TEXTO DE ESTUDIO =
La enfermedad populista se expande mediante un desbordamiento de la política
Esta rendición de cuentas se ciñe a cumplir con eficacia su compromiso con el orden y la seguridad. Orden frente al caos de una sociedad fragmentada que ve en la alteridad una amenaza y en la tolerancia hacia los otros una debilidad, de ahí la tendencia a desarrollar una nacionalización ideológica de la experiencia ciudadana que ve en la homogeneidad una fortaleza y en la unidad una muestra de salud comunitaria. Y seguridad frente a la incertidumbre económica y política que surge de no encontrar respuestas políticas que ofrezcan bienestar material y social a una sociedad neurotizada que ha perdido las vigencias del pasado y que solo se piensa a sí misma desde una experiencia colectiva en tiempo real.
Por eso, el cesarismo es una dictadura encubierta que excepciona la legalidad. Y es que como defiende Donoso Cortés, el maestro de Carl Schmitt: “Cuando la legalidad basta para salvar la legalidad, la legalidad; cuando no basta, la dictadura”. Conmovida en sus cimientos, la democracia es, de este modo, víctima de un sumatorio de malestares que el populismo convierte en un derecho a la venganza de quienes lo sufren y que algunos piensan que puede ser convertido en un activo político transformador mediante la dictadura democrática, esto es, mediante el cesarismo. Algo que, de un modo u otro, se ensaya en estos momentos en Occidente a través de diversas modalidades de liderazgo cesarista. Modalidades que actualizan la reflexión que Gramsci hizo sobre el cesarismo progresista o reaccionario a principios del siglo XX y que sigue la estela del 18 de Brumario de Marx.

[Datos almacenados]
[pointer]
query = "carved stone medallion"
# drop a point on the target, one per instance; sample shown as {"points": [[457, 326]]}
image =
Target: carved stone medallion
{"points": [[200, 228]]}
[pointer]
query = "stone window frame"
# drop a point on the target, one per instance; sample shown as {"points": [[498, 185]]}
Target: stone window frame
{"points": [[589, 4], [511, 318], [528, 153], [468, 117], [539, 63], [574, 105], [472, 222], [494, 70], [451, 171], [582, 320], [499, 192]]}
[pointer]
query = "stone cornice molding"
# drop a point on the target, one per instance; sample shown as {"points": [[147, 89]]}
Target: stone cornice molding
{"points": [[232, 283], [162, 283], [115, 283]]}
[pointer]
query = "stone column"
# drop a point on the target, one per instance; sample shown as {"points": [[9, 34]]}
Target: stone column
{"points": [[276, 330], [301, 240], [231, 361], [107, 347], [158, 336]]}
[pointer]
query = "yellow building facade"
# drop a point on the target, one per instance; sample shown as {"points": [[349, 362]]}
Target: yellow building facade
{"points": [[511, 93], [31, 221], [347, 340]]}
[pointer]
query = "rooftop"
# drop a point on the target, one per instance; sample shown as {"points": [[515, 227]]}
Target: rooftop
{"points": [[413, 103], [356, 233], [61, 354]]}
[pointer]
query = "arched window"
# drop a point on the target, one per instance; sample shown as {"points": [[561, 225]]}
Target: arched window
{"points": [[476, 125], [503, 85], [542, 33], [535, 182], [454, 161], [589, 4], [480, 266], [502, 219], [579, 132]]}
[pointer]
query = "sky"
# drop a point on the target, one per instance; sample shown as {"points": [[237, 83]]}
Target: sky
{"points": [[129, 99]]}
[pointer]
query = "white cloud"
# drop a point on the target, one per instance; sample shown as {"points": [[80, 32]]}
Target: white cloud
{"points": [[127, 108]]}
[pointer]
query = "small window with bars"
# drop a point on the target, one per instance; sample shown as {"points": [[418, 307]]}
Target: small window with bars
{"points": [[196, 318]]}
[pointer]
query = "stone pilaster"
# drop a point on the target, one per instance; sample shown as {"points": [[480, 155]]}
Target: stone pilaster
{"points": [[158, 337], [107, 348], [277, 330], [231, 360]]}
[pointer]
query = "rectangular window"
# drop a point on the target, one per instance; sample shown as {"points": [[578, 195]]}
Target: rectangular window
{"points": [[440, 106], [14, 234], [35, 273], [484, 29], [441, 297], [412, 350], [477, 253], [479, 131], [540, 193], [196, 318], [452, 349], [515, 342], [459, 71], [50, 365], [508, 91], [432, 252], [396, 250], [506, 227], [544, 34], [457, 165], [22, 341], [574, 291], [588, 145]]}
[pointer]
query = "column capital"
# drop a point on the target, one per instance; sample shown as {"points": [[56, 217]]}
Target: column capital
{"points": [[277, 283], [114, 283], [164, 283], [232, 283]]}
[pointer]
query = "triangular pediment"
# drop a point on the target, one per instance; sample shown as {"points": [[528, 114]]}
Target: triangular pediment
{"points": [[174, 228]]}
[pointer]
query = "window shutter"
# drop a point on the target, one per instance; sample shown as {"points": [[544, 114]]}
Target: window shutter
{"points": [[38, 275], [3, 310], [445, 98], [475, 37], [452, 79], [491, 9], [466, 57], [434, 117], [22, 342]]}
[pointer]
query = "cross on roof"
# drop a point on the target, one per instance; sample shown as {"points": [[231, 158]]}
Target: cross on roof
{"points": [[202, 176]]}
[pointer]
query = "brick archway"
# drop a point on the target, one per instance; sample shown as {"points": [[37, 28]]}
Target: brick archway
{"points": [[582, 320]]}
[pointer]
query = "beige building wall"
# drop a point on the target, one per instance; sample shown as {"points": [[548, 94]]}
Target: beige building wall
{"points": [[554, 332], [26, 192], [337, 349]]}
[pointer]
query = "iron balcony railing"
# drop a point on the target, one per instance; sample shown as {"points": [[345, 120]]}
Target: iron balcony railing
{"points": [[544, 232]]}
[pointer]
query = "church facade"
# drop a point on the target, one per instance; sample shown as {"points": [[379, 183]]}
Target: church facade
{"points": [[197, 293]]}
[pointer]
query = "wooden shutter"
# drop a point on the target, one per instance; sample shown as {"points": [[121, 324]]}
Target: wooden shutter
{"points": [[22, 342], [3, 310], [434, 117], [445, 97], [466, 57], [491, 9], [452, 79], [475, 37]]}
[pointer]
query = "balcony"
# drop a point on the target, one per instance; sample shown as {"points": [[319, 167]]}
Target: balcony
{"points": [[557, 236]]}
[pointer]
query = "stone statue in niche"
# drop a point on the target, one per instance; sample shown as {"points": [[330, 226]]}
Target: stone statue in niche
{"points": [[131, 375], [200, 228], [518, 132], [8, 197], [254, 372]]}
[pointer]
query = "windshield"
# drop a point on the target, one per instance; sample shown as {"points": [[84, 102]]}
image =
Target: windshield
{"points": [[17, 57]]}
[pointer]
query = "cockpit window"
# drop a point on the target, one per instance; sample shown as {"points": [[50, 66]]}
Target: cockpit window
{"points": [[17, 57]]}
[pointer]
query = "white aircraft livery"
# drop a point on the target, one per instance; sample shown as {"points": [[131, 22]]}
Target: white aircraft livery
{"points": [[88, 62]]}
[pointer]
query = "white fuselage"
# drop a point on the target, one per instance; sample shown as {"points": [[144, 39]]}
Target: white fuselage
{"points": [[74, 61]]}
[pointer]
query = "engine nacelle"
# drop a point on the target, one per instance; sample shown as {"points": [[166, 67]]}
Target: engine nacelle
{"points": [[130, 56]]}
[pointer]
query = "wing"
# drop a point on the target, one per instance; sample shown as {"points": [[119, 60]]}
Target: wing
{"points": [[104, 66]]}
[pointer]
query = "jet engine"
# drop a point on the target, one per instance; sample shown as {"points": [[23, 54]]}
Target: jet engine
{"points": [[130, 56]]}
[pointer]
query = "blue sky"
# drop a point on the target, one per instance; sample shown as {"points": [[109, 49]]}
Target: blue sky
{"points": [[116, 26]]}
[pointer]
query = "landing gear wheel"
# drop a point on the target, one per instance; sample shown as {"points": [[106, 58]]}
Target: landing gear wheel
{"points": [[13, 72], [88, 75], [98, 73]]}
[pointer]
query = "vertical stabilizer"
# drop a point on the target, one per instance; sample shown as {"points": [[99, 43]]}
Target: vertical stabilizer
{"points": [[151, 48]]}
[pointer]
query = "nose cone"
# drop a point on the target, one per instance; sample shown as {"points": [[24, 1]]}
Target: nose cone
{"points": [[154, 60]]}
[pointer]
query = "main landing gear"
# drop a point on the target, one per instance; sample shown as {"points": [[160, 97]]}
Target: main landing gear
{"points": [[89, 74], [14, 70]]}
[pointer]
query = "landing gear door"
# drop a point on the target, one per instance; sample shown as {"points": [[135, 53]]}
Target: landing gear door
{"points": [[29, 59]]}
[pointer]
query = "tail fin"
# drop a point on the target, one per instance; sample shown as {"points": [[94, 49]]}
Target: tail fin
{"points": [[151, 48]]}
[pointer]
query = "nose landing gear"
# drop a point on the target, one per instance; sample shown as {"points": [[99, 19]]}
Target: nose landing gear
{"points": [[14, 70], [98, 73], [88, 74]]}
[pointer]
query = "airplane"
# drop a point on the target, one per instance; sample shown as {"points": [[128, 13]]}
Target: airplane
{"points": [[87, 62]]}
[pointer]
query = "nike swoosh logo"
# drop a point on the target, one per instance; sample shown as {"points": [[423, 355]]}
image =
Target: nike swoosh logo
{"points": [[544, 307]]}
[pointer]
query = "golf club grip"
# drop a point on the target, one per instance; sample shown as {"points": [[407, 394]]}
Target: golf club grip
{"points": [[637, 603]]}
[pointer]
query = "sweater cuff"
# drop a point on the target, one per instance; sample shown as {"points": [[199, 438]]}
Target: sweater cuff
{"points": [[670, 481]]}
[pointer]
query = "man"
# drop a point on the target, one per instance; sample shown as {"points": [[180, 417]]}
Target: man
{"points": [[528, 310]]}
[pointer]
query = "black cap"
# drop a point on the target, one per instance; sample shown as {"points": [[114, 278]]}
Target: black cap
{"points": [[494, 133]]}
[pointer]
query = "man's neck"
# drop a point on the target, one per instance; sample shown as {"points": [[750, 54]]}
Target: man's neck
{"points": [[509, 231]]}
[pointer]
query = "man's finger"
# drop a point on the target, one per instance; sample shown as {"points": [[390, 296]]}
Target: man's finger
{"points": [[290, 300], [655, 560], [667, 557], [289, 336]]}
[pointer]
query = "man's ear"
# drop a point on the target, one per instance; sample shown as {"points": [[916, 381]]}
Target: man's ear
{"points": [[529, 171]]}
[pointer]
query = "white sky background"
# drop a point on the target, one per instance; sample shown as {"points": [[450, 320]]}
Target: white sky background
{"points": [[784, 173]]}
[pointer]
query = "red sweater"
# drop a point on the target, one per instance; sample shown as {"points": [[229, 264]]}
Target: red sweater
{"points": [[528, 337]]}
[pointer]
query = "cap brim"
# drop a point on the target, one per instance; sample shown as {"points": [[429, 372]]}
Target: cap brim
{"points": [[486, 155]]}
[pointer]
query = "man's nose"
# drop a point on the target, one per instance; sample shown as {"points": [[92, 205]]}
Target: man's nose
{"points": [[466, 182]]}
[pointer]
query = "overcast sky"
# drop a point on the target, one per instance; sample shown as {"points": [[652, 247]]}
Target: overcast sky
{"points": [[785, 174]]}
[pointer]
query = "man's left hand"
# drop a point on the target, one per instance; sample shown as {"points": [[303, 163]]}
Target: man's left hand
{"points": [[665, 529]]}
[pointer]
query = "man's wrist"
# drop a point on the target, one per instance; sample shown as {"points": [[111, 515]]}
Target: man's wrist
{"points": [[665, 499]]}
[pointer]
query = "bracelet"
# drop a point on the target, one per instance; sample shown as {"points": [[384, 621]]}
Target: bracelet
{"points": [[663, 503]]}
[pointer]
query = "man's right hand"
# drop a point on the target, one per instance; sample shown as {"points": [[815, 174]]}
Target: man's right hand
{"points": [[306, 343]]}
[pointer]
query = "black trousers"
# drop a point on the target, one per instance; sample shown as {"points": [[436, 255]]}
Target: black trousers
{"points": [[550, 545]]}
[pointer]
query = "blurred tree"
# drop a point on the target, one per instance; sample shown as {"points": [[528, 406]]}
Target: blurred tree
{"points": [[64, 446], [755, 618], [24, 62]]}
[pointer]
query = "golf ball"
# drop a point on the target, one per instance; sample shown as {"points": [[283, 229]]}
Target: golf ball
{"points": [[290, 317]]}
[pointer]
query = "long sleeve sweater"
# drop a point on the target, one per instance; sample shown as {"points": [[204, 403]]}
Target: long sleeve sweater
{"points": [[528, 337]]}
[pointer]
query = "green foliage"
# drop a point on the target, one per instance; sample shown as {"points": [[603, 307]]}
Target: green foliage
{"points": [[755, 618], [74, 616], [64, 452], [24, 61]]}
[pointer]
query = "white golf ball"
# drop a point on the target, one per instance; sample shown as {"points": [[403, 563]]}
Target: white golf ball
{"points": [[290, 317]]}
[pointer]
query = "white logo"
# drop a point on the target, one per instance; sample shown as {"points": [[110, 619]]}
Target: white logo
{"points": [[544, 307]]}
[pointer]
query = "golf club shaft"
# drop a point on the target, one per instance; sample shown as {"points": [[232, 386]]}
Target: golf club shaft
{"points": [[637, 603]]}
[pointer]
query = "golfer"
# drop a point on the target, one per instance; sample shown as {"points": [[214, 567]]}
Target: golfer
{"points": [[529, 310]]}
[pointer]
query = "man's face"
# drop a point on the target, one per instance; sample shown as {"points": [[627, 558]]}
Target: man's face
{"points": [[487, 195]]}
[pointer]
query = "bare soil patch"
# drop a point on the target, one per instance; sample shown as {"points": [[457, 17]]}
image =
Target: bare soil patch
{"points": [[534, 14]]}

QUÉ TRABAJAR =
a – En el texto sobre el populismo y el cesarismo, ¿a quién se presenta como maestro de Carl Schmitt?
b – Prosigue el texto sobre el populismo y el cesarismo después de su última oración.

RESPUESTAS =
a – A Donoso Cortés.

b –
¿Cómo desactivar esta tentación que se apoya en las sombras que actúan desde el inconsciente colectivo de unas democracias que se sienten acosadas en sus fundamentos más primigenios? Respuesta casi estéril en estos momentos cuando la enfermedad populista se hace más fuerte y se expande mediante un desbordamiento de la política que infecciona al conjunto de los partidos y a la sociedad misma. Quizá solo quepa esperar y seguir fieles al indeterminismo y relativismo crítico que está en la raíz del pensamiento liberal. La apelación que hace Krauze en su libro al ejemplo de Sócrates y su poder crítico es por ahora el único consuelo que nos queda a los liberales. Eso y esperar, pues, como decía Heródoto: “Ningún hombre que comete injusticia dejará de pagar su culpa”. Algo que el cesarismo es consciente de que no puede ocultar porque se funda en la culpa de saberse redentor de una sociedad que lo hace líder para trascender sus propias culpas e injusticias. ¿Cuáles? Las que abonan el malestar del populismo y que, como concluye Krauze, solo podrá derrotar: “La palabra libre, razonada, transparente y veraz”.
José María Lassalle fue secretario de Estado de Cultura y de Agenda Digital. Es autor de Contra el populismo. Cartografía de un populismo posmoderno (Debate).